Online Safety Tips for Parents

Kids today have more access to information than previous generations could ever dream of. However with this access comes certain risks and the importance of developing good, online safety habits continues to grow. For parents, online safety can be a daunting task fraught with many decisions and questions. When should I let my child join a social media site? How can I keep their accounts private? How much screen time is too much screen time?

Practical Online Safety Tips for Parents

To help parents, we’ve put together some practical tips to instil an online safety mindset from the get go.

1. Talk about it

Have an open conversation with your child about their online behaviour and use it to understand their online world. Through this conversation, set expectations together with your child, about the behaviours you’d like them to adopt online. What you talk about will depend on the age of your child, but some suggested topics to discuss are:

  1. How long should they spend online
  2. What apps do they use and which websites do they visit
  3. Who do they talk to online
  4. How do they use the Internet to communicate with friends and family
  5. Are they on any social media sites
  6. What information do they share online

2. Draw up an agreement

Once you have established clear expectations of online behaviour, consider drawing up a family agreement. This is a fun way to ensure that everyone in the family abides by the newly-created rules. Write it together with the entire family and make sure everyone signs it. Remember, you’ll need to abide by these rules too. We have a template you can download for free here.

=== Problems and tasks ===
1. In the online safety tips, rewrite the paragraph beginning "Once you have established clear expectations" more briefly, keeping its main facts.
2. From the online safety tips, set down the stretch from "Kids today have" through "much screen time?" word for word.
3. Supply the next part of the online safety tips, picking up right after their last sentence.

=== Supplied data ===
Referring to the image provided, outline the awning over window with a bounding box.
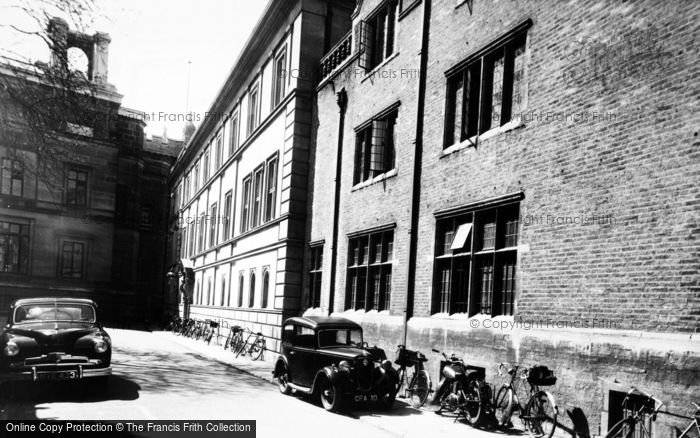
[450,223,472,251]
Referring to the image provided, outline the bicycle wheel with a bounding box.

=== Results for the exercise ===
1. After setting clear expectations for online behavior, consider a family agreement. It's a fun way to make sure everyone follows the new rules. Write it with the whole family, have everyone sign it, and follow the rules yourself. A free downloadable template is offered.

2.
Kids today have more access to information than previous generations could ever dream of. However with this access comes certain risks and the importance of developing good, online safety habits continues to grow. For parents, online safety can be a daunting task fraught with many decisions and questions. When should I let my child join a social media site? How can I keep their accounts private? How much screen time is too much screen time?

3.
3. Try out the tech they’re using

This can seem daunting, but it’s a great way to understand the technology your child uses on a daily basis, as well as the apps and websites they spend time on. You could even ask your child to show you how the app or device works as a way to start the online safety conversation. Another way to understand their online world is to read the terms and conditions of the services they’re using. While they might be too young to understand, you can see exactly how their data is being used and stored.

4. Be a good role model

How often do you use your mobile device at dinner? How many angry rants have you shared online? It’s important to look at the example you’re setting for your children. It’s also worthwhile examining your own privacy settings, or seeing exactly what personal data or information is stored by online services you use.

5. The online safety basics

Teach your children the online safety basics about personal information, sharing content and keeping their passwords private.

  • Setting strong passwords: Teach them about the importance of setting strong passwords. This will help protect their information and prevent their account from being hacked. A lot of sites and social media services will now prevent users from joining if their password is considered too weak.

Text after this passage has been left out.